What is expected:
Please provide the entries below again, word for word.

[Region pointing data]
________________
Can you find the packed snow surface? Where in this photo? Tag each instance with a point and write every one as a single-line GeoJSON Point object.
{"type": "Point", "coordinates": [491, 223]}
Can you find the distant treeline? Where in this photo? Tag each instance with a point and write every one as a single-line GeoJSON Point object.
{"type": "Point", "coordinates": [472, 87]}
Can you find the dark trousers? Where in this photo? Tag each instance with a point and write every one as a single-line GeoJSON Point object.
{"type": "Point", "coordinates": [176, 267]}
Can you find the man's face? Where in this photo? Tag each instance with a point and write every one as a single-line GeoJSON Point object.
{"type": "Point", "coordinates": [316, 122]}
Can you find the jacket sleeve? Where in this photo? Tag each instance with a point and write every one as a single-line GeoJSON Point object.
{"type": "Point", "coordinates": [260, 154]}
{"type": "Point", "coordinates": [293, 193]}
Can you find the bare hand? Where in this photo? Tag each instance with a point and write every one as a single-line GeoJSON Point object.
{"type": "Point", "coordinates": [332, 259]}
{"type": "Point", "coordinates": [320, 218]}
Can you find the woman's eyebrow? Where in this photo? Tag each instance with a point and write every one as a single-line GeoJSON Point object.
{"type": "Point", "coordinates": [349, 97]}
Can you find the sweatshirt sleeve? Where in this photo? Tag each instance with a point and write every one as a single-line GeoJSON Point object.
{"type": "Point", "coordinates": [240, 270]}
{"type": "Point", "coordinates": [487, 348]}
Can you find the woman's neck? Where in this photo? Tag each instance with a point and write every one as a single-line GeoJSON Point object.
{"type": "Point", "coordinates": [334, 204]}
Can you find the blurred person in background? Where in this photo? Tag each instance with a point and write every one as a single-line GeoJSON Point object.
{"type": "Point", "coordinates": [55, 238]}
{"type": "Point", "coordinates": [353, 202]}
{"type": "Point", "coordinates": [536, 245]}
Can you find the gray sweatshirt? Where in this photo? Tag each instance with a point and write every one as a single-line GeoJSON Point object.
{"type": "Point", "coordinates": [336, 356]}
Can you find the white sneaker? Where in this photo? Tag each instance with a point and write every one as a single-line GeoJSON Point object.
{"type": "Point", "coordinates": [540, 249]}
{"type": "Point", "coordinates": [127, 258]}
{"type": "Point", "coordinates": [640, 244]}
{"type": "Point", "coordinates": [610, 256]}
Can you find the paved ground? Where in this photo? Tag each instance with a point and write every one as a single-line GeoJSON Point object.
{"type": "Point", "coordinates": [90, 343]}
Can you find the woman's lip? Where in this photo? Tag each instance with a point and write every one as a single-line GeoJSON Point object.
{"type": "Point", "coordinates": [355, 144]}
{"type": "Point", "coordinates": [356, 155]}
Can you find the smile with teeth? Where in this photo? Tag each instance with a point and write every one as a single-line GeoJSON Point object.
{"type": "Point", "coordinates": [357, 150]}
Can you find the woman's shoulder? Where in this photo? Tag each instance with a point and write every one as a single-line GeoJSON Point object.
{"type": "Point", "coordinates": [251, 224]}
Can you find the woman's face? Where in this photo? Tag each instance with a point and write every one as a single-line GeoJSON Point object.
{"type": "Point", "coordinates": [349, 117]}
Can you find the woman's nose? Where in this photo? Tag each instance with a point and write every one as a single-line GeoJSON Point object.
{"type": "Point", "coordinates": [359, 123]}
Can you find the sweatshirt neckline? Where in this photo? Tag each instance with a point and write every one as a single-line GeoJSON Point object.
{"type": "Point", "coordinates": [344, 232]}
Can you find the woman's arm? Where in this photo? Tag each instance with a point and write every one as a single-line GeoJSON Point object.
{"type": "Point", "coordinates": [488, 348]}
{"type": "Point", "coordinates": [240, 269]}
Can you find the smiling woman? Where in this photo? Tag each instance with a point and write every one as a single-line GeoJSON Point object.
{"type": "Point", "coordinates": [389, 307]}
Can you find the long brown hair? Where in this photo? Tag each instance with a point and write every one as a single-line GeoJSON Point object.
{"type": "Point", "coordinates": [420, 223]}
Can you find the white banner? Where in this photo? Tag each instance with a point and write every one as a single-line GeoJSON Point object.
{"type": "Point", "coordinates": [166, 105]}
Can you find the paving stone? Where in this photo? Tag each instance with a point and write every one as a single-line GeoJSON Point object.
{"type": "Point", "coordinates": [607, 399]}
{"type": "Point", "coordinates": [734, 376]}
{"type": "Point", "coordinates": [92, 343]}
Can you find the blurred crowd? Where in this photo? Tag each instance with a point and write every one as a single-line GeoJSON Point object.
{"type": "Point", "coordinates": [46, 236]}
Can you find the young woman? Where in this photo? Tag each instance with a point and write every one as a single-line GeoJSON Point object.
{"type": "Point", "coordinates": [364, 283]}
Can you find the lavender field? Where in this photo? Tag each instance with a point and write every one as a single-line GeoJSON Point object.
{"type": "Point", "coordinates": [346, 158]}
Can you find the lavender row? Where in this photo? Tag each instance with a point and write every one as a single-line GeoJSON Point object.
________________
Expected answer:
Can you find the packed snow surface? Where in this photo? Tag each instance with a point and write every one as a single-line GeoJSON Point object.
{"type": "Point", "coordinates": [491, 223]}
Can you find the distant treeline? Where in this photo? Tag each instance with a point and write every one as a single-line GeoJSON Point object.
{"type": "Point", "coordinates": [472, 87]}
Can you find the dark trousers? Where in this photo? Tag each instance with a point and write every one as a single-line GeoJSON Point object.
{"type": "Point", "coordinates": [176, 267]}
Can you find the man's face? Where in this photo? Tag each instance with a point and write every one as a single-line GeoJSON Point object.
{"type": "Point", "coordinates": [316, 122]}
Can you find the jacket sleeve? Where in this photo? Tag each instance with a point and write every one as a single-line GeoJSON Point object.
{"type": "Point", "coordinates": [260, 154]}
{"type": "Point", "coordinates": [293, 193]}
Can you find the bare hand? Where in this photo? Tag each instance with a point and write every one as a single-line GeoJSON Point object.
{"type": "Point", "coordinates": [332, 259]}
{"type": "Point", "coordinates": [320, 218]}
Can you find the woman's eyebrow? Where in this photo? Tag each instance with a point and write every one as a single-line GeoJSON Point object.
{"type": "Point", "coordinates": [349, 97]}
Can you find the sweatshirt sleeve? Where in this photo? Tag each instance with a point and write every one as a single-line GeoJSON Point object.
{"type": "Point", "coordinates": [240, 270]}
{"type": "Point", "coordinates": [487, 348]}
Can you find the woman's neck? Where in this photo? Tag each instance with a point and write every one as a single-line GeoJSON Point object.
{"type": "Point", "coordinates": [334, 204]}
Can you find the blurred person in background? Where in this photo? Tag each instance with a point and write every one as a single-line GeoJSON Point object.
{"type": "Point", "coordinates": [55, 238]}
{"type": "Point", "coordinates": [353, 202]}
{"type": "Point", "coordinates": [536, 245]}
Can you find the gray sweatshirt? Where in this photo? Tag each instance with a point and write every one as a single-line GeoJSON Point object.
{"type": "Point", "coordinates": [336, 356]}
Can you find the white sneaker? Where in this photo? Tag each instance with a point and write every one as a single-line GeoJSON Point object.
{"type": "Point", "coordinates": [540, 249]}
{"type": "Point", "coordinates": [127, 258]}
{"type": "Point", "coordinates": [640, 244]}
{"type": "Point", "coordinates": [610, 256]}
Can you find the paved ground? Where in this photo? Tag each instance with a point and write every one as a single-line GeoJSON Point object.
{"type": "Point", "coordinates": [90, 343]}
Can you find the woman's lip? Where in this photo? Tag each instance with a point and write every one as a single-line GeoJSON Point object.
{"type": "Point", "coordinates": [355, 144]}
{"type": "Point", "coordinates": [356, 155]}
Can you find the smile with teeth? Where in this photo? Tag each instance with a point and write every one as a single-line GeoJSON Point object.
{"type": "Point", "coordinates": [357, 150]}
Can you find the woman's shoulder? Where in this photo? Tag each instance with a point and write every one as a single-line GeoJSON Point object.
{"type": "Point", "coordinates": [251, 224]}
Can you find the woman's face? Where in this photo? Tag each instance with a point and write every one as a single-line GeoJSON Point object.
{"type": "Point", "coordinates": [349, 117]}
Can you find the woman's nose? Where in this photo? Tag each instance with a point and write every one as a single-line GeoJSON Point object.
{"type": "Point", "coordinates": [359, 123]}
Can you find the sweatshirt neckline? Where in this photo? Tag each instance with a point and write every one as a single-line GeoJSON Point object.
{"type": "Point", "coordinates": [344, 232]}
Can you find the woman's arm? Where in this photo? Tag each instance with a point and write every one as a single-line GeoJSON Point object.
{"type": "Point", "coordinates": [488, 348]}
{"type": "Point", "coordinates": [240, 269]}
Can you find the smiling woman? Where in this photo? Tag each instance with a point and write every one as a single-line GeoJSON Point object.
{"type": "Point", "coordinates": [389, 307]}
Can you find the long brown hair? Where in this photo? Tag each instance with a point and write every one as a single-line GeoJSON Point object.
{"type": "Point", "coordinates": [420, 223]}
Can you find the white banner? Where in this photo? Tag each instance with a point and write every one as a single-line GeoJSON Point object.
{"type": "Point", "coordinates": [166, 105]}
Can you find the paving stone? Where in this photo? Tag each instance with a point and write every one as a single-line GeoJSON Point object.
{"type": "Point", "coordinates": [607, 399]}
{"type": "Point", "coordinates": [734, 376]}
{"type": "Point", "coordinates": [92, 343]}
Can you find the blurred crowd? Where in this photo? Tag each instance with a point and write every one as a single-line GeoJSON Point object.
{"type": "Point", "coordinates": [46, 236]}
Can you find the young woman? Where in this photo? Tag each instance with a point and write every one as a single-line GeoJSON Point object.
{"type": "Point", "coordinates": [364, 283]}
Can you find the lavender field? Where in this photo? Tag each instance with a point and write every one as a single-line GeoJSON Point object.
{"type": "Point", "coordinates": [346, 158]}
Can you find the lavender row? Where in this photo? Tag each instance with a point and write every one as a single-line GeoJSON Point object.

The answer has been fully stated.